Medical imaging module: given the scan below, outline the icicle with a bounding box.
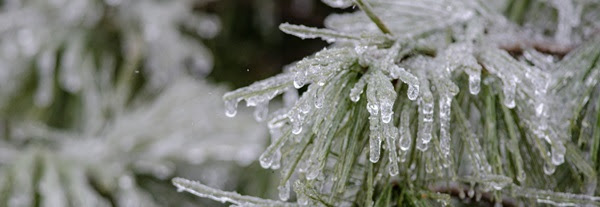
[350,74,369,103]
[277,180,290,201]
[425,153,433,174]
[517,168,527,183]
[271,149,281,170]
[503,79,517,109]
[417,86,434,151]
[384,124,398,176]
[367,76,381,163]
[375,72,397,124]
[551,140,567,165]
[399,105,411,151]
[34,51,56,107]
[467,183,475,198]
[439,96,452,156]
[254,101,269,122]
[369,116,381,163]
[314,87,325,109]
-------
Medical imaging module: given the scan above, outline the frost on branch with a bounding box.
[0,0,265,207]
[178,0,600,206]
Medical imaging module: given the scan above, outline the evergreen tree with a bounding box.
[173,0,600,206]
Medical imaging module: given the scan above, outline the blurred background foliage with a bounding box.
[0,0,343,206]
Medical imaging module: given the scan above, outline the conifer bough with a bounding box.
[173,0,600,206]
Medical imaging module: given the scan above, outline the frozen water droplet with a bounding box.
-------
DO THIS: Convert the lines from the one containing "Medical imaging module: given the scan below, outline" through the one containing "[367,76,381,163]", inclusive, into a numbered list, skipping any blank lines. Omit the pictures.

RESULT FOR THIS TASK:
1. Medical imaging module: given the scan below, outline the icicle with a bounding box.
2. [350,74,369,103]
3. [277,180,290,201]
4. [425,153,433,174]
5. [517,168,527,183]
6. [271,149,281,170]
7. [503,79,517,109]
8. [417,86,434,151]
9. [384,124,398,176]
10. [367,76,381,163]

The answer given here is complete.